* _DOCUMENT SECTION_:
BEGIN

His dad gave him a pep talk and he seems okay with going back to tomorrow...especially after I told him what his teacher said about his presentation...It was the best one in the whole class!
She also added that his classmates were all very empathetic saying things like, "It's okay" and "I've done that before too".
So I'm going to play it by ear...if he seems stressed about going in the morning, I will keep him home. If he seems nonchalant, then I will be too.
I guess I was really worried because my sister was a bed-wetter and had accidents until she was an adolescent. It was horrible for her.


----------



## _betsy_ (Jun 29, 2004)

Can't believe I'm "saying this out load" but, anyways...

I was mortified in second grade when I peed on the floor in the middle of the room. And I was so embarrassed I just sat back down and didn't fess up, even when the teacher had to call the custodian in to mop it up. I sat there for 30 mintues or so until the end of school, rode the bus home, and sobbed to my big sister. ... Who waited for me to calm down and told me it happened to her, too, in second grade.

There's some science to the idea that a kid's bladder doesn't always grow at the same rate as the rest of the body, so if he just went through a growth spurt, and add the pressure of his first big project, AND speaking in frno of the class, and it's totally understandable.

My sister said when it happened to her that she was in front of the class and everyone noticed. Her bet friend came up to her the next morning before school and told her she had already threatened to beat up anyone who said anything, and that they should all just be happy it didn't happen to them.

END

* _MATERIAL SUPPLIED_:
BEGIN

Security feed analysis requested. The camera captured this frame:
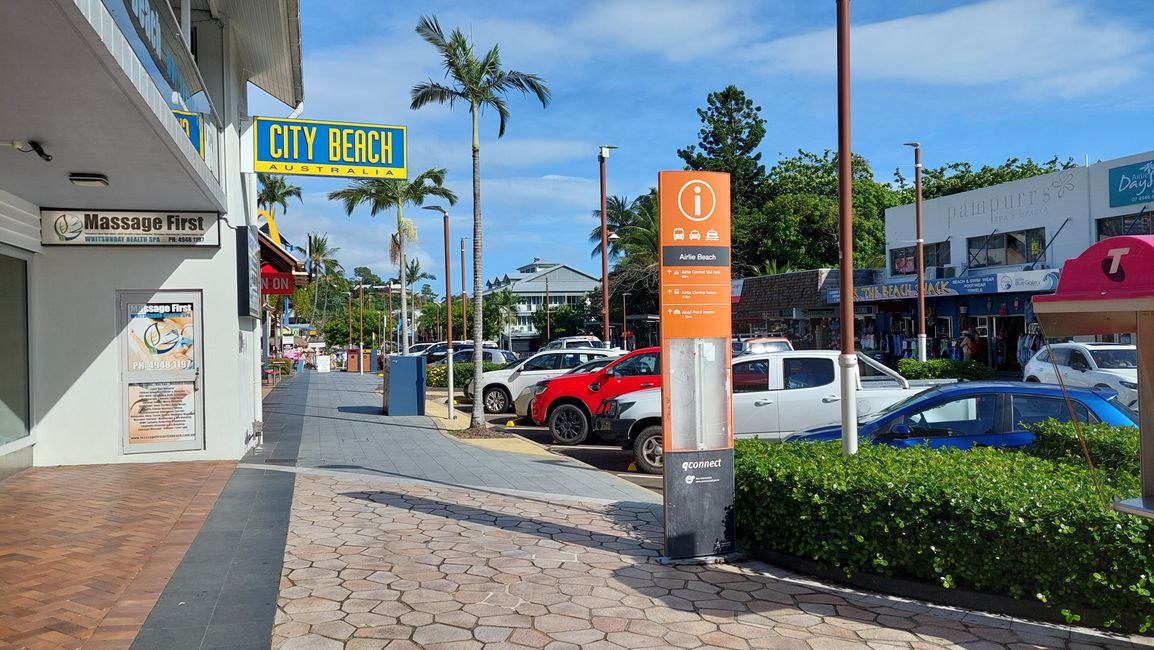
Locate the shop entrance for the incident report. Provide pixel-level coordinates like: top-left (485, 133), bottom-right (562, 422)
top-left (989, 316), bottom-right (1026, 372)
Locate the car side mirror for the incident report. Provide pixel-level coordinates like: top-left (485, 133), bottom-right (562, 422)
top-left (887, 424), bottom-right (914, 440)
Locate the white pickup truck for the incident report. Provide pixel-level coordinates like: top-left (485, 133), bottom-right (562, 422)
top-left (593, 350), bottom-right (953, 473)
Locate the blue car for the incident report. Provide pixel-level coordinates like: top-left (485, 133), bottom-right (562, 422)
top-left (785, 381), bottom-right (1138, 449)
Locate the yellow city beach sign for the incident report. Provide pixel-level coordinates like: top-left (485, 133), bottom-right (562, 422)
top-left (253, 118), bottom-right (409, 179)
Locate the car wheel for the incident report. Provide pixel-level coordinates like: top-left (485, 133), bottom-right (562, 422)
top-left (485, 387), bottom-right (509, 413)
top-left (634, 425), bottom-right (665, 475)
top-left (549, 404), bottom-right (589, 444)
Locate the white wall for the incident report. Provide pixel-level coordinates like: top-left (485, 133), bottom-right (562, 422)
top-left (885, 167), bottom-right (1094, 277)
top-left (27, 17), bottom-right (261, 465)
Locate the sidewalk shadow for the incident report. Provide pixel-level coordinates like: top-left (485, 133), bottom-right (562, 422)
top-left (340, 489), bottom-right (1015, 648)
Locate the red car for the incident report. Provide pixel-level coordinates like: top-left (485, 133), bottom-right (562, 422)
top-left (530, 348), bottom-right (661, 444)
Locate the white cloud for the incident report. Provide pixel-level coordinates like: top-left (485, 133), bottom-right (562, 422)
top-left (749, 0), bottom-right (1152, 98)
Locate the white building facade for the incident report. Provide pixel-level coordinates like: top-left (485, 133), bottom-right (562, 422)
top-left (485, 257), bottom-right (601, 352)
top-left (829, 151), bottom-right (1154, 371)
top-left (0, 0), bottom-right (302, 477)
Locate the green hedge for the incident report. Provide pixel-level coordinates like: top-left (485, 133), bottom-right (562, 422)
top-left (425, 363), bottom-right (503, 385)
top-left (1022, 419), bottom-right (1141, 496)
top-left (736, 441), bottom-right (1154, 632)
top-left (269, 358), bottom-right (295, 376)
top-left (898, 359), bottom-right (994, 380)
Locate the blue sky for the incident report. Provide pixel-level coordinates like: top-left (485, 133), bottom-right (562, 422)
top-left (250, 0), bottom-right (1154, 293)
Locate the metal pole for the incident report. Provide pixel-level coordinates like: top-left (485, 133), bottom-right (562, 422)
top-left (837, 0), bottom-right (857, 456)
top-left (911, 142), bottom-right (926, 363)
top-left (441, 210), bottom-right (457, 420)
top-left (597, 147), bottom-right (609, 345)
top-left (357, 284), bottom-right (365, 374)
top-left (460, 237), bottom-right (469, 338)
top-left (621, 292), bottom-right (629, 352)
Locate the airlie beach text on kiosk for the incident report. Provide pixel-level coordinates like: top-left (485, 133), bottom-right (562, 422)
top-left (658, 172), bottom-right (736, 563)
top-left (253, 118), bottom-right (409, 179)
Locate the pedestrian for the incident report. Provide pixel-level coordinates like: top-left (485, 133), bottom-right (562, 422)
top-left (958, 329), bottom-right (974, 361)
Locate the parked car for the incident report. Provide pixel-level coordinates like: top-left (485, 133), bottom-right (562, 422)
top-left (593, 350), bottom-right (953, 473)
top-left (1021, 343), bottom-right (1138, 411)
top-left (734, 336), bottom-right (793, 354)
top-left (538, 336), bottom-right (608, 352)
top-left (786, 381), bottom-right (1138, 449)
top-left (421, 339), bottom-right (497, 364)
top-left (530, 348), bottom-right (661, 444)
top-left (428, 344), bottom-right (517, 367)
top-left (514, 357), bottom-right (616, 418)
top-left (465, 348), bottom-right (621, 413)
top-left (409, 343), bottom-right (435, 357)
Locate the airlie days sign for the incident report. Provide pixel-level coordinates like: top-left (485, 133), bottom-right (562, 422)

END

* _APPLY WHAT YOU READ_:
a – Return the forum thread's text beginning at the words "So I'm going" and stopping after "in second grade.".
b – In the forum thread, why was the first poster really worried? Answer in one to three sentences.
The rows have no connection to the forum thread.

* _SOLUTIONS TO THE EXERCISE_:
a –
So I'm going to play it by ear...if he seems stressed about going in the morning, I will keep him home. If he seems nonchalant, then I will be too.
I guess I was really worried because my sister was a bed-wetter and had accidents until she was an adolescent. It was horrible for her.


----------



## _betsy_ (Jun 29, 2004)

Can't believe I'm "saying this out load" but, anyways...

I was mortified in second grade when I peed on the floor in the middle of the room. And I was so embarrassed I just sat back down and didn't fess up, even when the teacher had to call the custodian in to mop it up. I sat there for 30 mintues or so until the end of school, rode the bus home, and sobbed to my big sister. ... Who waited for me to calm down and told me it happened to her, too, in second grade.

b – The first poster's sister was a bed-wetter and had accidents until she was an adolescent. It was horrible for her.